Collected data
[Start of section]

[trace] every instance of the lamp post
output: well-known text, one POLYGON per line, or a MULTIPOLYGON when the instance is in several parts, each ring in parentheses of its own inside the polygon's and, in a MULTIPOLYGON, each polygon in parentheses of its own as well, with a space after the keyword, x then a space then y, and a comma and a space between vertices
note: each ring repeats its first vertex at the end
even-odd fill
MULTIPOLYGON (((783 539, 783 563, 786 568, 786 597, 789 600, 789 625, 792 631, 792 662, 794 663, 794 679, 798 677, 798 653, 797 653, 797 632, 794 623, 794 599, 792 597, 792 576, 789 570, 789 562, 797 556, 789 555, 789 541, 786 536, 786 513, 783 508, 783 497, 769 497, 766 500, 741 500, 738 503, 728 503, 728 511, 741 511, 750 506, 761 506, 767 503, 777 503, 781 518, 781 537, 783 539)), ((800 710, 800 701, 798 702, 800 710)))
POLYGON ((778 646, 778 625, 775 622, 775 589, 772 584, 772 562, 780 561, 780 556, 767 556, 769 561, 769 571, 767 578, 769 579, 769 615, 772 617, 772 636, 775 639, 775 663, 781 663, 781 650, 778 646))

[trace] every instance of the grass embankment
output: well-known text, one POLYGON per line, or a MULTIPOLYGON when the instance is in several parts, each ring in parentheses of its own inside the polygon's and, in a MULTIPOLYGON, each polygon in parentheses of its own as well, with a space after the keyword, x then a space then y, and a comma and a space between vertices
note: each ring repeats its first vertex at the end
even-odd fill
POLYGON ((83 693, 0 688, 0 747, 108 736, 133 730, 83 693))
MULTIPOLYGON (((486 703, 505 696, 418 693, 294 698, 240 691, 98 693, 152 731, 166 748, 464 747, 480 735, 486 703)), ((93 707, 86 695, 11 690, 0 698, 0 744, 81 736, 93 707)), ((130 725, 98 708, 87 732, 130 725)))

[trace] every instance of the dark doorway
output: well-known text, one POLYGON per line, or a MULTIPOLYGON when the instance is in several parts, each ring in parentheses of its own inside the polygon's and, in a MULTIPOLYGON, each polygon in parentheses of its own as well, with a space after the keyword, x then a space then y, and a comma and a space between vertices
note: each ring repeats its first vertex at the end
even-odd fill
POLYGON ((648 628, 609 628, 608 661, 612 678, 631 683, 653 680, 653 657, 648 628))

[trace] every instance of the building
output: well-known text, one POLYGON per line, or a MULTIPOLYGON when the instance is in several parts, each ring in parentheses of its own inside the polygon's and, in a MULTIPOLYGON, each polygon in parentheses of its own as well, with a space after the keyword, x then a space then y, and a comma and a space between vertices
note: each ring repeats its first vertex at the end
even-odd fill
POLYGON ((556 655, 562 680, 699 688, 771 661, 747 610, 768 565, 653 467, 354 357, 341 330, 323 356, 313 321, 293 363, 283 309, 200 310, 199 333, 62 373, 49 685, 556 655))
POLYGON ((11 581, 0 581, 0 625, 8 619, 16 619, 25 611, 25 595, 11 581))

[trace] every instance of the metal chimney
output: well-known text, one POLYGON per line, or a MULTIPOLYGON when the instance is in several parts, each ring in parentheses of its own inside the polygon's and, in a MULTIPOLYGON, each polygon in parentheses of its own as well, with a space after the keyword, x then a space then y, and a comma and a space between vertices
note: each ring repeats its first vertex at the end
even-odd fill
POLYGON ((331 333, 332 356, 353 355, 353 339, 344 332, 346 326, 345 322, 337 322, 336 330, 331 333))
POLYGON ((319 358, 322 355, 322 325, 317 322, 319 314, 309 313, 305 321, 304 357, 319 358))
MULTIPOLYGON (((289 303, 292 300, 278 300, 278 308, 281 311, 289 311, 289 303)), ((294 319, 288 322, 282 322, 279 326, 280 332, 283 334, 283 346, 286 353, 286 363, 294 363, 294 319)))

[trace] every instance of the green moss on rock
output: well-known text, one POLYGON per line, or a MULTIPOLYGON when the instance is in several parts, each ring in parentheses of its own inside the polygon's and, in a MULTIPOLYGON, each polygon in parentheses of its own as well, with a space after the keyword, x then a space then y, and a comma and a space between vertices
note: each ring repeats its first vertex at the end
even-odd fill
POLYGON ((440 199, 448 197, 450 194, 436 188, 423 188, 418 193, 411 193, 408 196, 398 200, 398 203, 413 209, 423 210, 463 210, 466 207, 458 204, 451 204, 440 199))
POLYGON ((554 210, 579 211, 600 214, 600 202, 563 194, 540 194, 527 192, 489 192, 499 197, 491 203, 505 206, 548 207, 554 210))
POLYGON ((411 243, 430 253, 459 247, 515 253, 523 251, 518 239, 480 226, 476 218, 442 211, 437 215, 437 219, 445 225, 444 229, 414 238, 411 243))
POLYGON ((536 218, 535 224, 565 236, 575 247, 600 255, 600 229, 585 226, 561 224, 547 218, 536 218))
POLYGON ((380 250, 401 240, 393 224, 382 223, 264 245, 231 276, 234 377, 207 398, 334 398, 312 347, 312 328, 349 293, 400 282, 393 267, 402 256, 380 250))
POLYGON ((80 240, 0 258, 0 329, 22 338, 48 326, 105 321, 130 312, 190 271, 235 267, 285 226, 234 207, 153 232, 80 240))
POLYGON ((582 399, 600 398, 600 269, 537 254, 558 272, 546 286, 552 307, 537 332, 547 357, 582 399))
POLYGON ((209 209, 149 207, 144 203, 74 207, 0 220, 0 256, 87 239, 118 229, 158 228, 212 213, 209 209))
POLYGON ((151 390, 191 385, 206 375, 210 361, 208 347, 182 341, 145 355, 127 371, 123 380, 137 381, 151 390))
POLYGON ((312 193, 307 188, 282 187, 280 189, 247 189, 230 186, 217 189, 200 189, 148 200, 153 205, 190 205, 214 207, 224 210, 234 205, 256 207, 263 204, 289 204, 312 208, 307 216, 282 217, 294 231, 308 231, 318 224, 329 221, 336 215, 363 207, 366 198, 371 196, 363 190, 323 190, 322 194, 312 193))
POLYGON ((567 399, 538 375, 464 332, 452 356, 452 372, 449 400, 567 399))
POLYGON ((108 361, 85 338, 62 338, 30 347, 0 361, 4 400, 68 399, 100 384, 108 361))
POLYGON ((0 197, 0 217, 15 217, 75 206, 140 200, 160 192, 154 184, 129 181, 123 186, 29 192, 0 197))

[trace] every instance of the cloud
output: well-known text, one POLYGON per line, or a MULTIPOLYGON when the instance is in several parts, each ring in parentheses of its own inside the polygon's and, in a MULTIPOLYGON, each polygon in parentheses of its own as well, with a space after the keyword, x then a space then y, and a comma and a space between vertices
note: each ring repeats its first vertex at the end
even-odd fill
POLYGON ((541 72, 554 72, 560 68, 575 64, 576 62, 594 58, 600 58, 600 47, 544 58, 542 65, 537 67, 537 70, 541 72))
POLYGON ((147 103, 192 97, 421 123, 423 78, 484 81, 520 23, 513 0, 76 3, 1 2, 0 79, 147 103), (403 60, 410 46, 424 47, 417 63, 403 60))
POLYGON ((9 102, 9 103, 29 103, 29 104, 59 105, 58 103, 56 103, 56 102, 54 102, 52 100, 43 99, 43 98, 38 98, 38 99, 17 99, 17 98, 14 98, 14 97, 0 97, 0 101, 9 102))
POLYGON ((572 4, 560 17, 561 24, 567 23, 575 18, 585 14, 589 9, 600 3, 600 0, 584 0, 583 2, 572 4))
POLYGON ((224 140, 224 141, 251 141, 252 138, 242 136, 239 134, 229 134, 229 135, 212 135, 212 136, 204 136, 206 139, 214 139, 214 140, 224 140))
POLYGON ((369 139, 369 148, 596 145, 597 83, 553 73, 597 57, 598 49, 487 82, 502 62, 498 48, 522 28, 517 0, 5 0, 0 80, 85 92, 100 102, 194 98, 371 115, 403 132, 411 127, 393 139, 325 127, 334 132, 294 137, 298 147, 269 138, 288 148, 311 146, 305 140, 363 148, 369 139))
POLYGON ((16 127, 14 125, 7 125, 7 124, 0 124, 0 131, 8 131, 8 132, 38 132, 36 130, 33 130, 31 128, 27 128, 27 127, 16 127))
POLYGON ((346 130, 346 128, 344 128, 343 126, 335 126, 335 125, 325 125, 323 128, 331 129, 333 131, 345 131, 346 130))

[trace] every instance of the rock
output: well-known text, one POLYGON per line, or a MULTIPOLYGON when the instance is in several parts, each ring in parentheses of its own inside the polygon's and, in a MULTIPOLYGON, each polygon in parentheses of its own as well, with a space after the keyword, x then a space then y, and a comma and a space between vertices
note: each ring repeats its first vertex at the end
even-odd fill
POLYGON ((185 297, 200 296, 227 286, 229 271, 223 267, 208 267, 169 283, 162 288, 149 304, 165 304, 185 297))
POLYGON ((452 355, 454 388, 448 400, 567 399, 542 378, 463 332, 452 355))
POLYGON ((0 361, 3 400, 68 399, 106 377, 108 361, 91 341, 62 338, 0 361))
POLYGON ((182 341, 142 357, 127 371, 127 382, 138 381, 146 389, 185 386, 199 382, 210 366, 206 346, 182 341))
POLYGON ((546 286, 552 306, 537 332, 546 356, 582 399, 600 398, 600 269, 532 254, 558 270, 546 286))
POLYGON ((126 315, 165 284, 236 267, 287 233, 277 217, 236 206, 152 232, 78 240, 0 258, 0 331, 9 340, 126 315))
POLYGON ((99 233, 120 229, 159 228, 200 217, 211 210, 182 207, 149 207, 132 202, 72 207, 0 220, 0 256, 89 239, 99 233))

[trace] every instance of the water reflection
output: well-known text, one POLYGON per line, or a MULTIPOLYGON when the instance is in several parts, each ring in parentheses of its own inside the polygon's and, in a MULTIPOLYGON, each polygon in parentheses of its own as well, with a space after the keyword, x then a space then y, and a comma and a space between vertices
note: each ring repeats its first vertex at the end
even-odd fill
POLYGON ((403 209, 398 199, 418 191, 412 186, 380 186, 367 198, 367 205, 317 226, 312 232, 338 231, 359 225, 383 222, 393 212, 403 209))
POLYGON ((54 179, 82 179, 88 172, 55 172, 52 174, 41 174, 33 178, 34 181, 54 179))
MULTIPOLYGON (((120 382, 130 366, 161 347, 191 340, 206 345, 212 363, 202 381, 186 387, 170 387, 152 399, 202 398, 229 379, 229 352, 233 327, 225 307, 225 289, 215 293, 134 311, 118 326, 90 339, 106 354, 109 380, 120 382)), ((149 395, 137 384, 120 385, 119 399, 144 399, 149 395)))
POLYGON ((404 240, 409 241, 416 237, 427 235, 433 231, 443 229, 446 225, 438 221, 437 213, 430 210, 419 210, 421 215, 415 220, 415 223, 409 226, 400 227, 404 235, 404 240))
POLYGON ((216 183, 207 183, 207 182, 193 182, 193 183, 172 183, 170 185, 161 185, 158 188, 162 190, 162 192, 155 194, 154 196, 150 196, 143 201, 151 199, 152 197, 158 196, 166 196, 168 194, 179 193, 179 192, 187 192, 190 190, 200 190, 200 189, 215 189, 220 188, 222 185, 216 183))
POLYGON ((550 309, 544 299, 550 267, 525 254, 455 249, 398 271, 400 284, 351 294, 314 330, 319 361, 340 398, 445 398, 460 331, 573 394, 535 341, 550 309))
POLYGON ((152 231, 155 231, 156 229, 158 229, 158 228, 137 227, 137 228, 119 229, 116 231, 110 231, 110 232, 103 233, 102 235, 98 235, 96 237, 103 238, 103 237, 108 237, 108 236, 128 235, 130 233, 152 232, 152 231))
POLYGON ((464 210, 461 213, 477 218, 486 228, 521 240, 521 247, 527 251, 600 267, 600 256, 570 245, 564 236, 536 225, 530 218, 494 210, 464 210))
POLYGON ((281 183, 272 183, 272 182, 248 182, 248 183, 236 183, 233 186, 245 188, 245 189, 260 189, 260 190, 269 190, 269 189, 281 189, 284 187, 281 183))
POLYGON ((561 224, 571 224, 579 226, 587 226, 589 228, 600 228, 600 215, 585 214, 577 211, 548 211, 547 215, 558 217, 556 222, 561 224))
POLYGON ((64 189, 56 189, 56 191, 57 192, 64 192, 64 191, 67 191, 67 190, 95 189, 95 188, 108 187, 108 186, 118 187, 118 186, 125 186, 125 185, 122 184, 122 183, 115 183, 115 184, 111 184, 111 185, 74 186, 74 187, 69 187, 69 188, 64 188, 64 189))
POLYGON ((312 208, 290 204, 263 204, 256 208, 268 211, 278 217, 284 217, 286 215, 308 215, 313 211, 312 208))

[End of section]

### EXERCISE
Wherever a line in the entries holds "rock", copy that line.

### FINISHED EXERCISE
[trace] every instance of the green moss on rock
[trace] every instance of the rock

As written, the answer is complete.